### WRITTEN EXERCISE A
In the climbing report, how wide was the ridge at the jagged towers?
### WRITTEN EXERCISE B
Continue the climbing report from its final line, extending the account of the ascent in the same style.

### QUOTED TEXT
Michel traversing into the long-ass bowl. Behind would be our bivy ledge this night

The bowl traverse just started. Easy peasy so far…

Soon enough it’s getting interesting. You gotta love this otherwise turn around

It’s no harder than 3rd class but you gotta find a way to enjoy this…

A fall means death on this entire bowl traverse. You need to be flawless

Do South Goodsir and tell me how much you love loose rocks…

This lengthy traverse across the bowl gradually dumped us onto a left (west) branch of SW Ridge and for a short while the exposure had eased a bit, but only for a short while. A steep buttress in front forced us to traverse diagonally climber’s left hoping to find a line working around. On the descent we found an easier way but on ascent we took a roundabout line zig-zagging back and forth, but we did manage to keep the ascent in the realm of “3rd-4th class” up until this point, but soon the first crux would arrive… Just as we topped out on the higher branch of SW Ridge proper a series of jagged towers erected in front with no obvious way to bypass. A large cairn indicated we were indeed on route and that’s also confirmed by Ben’s GPS track. I felt it’s hard to believe we actually had to climb up and over those towers as both sides’ exposure was unreal. The rocks were still beyond legendary and the width was no more than two feet. The scrambling was 4th class sustained with a few low-5th steps. Needless to say we both gave 120% concentration and meanwhile, moved at a snail’s pace. Although mentally taxing we cleared this part without a problem. The next stretch was still ultra exposed but at least the scrambling difficulty had slightly downgraded.

After the bowl traverse this is a look at what this peak gradually offers us…

A brief “break” along this western branch of SW Ridge. Still loose as hell though

Finding a way around and up a buttress. This is shit as you can see

A wider view with North Tower behind. Michel is fighting his way up

Around a corner now we were back onto the SW Ridge proper

Looking ahead. It’s only getting harder and harder…

A fall down the south side means straight to death

Me heading for the jagged towers crux. Photo by Michel B.

### SUPPLIED INFORMATION
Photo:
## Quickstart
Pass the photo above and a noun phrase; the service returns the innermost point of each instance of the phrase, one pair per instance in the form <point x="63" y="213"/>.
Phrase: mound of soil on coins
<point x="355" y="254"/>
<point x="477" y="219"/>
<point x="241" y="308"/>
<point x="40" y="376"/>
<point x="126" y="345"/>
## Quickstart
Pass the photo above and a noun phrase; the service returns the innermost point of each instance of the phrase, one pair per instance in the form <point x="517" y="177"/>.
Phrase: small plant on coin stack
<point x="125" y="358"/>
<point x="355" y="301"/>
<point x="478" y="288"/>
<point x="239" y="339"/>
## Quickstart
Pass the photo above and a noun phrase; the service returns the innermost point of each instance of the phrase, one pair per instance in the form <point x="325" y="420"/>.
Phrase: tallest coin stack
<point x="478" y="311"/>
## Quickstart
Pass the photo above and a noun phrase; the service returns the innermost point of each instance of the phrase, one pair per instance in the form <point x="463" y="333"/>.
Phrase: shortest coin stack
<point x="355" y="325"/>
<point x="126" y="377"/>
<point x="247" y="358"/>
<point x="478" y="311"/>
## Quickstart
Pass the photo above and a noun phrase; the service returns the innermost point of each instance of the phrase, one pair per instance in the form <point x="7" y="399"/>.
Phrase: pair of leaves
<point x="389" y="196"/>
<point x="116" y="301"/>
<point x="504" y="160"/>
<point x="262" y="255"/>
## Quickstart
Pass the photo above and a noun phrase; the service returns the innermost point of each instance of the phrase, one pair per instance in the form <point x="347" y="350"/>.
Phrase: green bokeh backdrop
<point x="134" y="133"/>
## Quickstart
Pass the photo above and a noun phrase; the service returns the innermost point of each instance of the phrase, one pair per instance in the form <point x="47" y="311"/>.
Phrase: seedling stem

### EXERCISE OUTPUT A
No more than two feet.

### EXERCISE OUTPUT B
Me starting the towers crux with death exposure on both sides. Photo by Michel B.

Looking back at Michel negotiating an ultra exposed step-across, jagged towers crux

We continued along the crest of this ridge working towards the “horizontal ridge” on the skyline. For a while we didn’t encounter any cruxy step but the higher we went the steeper the terrain became, to the point that we were again forced out climber’s right to bypass some vertical sections. This time we had to traverse an exposed ledge-of-clay into a broad gully, and much of this gully was near-vertical dirt… I fought hard to maintain a upwards motion and crawled out of it, but by detouring even farther out to the right. Michel took a different line in this section and again our efficiency was about the same. The route I took was by working on ledges entirely on climber’s right side of the face while staying on the lowest angled terrain, but Michel went to search for a steeper, but more solid route. The next thing we topped out on the orange-coloured “summit ridge” and it’s here that we crossed path with the other team-of-three, which turned out to be Blair, Jim and Raff… I almost couldn’t believe it. I’ve known Blair and Jim for years but the only two times I met them – first time on Mt. Alberta’s upper bivy and second time on South Goodsir’s summit ridge… I believe they were running late at this point so we didn’t chat too much before resuming each’s own way.

Higher up the ridge levels out a bit, but still “difficult scrambling”

Aiming for the skyline ridge. No mistake anywhere on this mountain

Michel somewhere in the middle of that vertical dirt gully.

Looking down at the lower, worst part of that dirt gully. We were used to this by now

Sentry Peak looks impressive though, but we had to focus on the climb not the views

Me heading for the summit ridge after bypassing a good chuck on NE side of the face

Jim E. shortroping Rafal K. au-chevalling across the orange crux

While working across this orange ridge Michel and I had been watching Blair, Jim and Raff’s progress and the way they struggled across surely didn’t boost our confidence. This is the upper crux – a knife edge orange choss with width of a feet, but exposure of over a thousand meters down each side into death… The orange rocks were so bad that after trying to tip-toe balance I gave it up, kneed down and applied that technique of au-cheval. There’s no handhold to grab whatsoever and this part certainly makes the crux traverse on Mt. French like a wheelchair accessible walk… The technique of au-cheval worked perfectly for the couple narrowest spots. We were doing good… The South Tower of Mt. Goodsir was almost in the bag, but we had one last barrier ahead – the summit block… Blair said the summit block was actually easier then the rest of this mountain and I agreed. The route-finding was mostly on the shaded NE Face’s down-sloping ledges but the rock quality had improved. The climb was again, 3rd to 4th class but with “solid” rocks we topped out on the uppermost summit ridge in no time. There’s more knife-edges on choss but comparing to the earlier cruxes this was “nothing”. The next thing, we were standing on my 51st 11,000er chocking in the smoke.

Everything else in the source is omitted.